Reproduce verbatim the lines from the beginning of the records through the line containing "simplified polygon, straight", with both ends included.

━━━━━━

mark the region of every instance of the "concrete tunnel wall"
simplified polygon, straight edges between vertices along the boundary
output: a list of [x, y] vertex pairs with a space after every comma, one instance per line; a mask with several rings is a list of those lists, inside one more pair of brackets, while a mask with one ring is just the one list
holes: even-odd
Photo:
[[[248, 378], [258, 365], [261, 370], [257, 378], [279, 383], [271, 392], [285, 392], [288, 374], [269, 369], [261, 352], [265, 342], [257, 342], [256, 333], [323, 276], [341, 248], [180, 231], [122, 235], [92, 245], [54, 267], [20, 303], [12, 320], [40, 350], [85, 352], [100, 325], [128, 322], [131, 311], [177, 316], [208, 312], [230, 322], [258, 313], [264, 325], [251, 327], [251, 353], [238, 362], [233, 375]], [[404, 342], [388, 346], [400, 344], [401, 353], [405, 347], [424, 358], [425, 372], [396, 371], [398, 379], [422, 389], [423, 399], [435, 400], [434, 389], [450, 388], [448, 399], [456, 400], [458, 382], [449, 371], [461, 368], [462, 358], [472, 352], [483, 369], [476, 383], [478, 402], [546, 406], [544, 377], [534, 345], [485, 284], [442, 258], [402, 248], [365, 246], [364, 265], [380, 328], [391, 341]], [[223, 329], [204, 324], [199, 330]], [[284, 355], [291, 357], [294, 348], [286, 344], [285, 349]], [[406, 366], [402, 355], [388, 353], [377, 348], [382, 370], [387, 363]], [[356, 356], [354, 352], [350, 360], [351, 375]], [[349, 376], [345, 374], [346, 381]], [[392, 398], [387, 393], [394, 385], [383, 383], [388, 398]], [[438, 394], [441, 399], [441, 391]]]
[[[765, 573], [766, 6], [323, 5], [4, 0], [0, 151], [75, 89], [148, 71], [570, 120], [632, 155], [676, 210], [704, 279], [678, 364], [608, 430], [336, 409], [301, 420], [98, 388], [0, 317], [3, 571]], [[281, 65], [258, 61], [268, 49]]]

━━━━━━

--- Full response ---
mark the region of every instance of the "concrete tunnel wall"
simplified polygon, straight edges between vertices along the boundary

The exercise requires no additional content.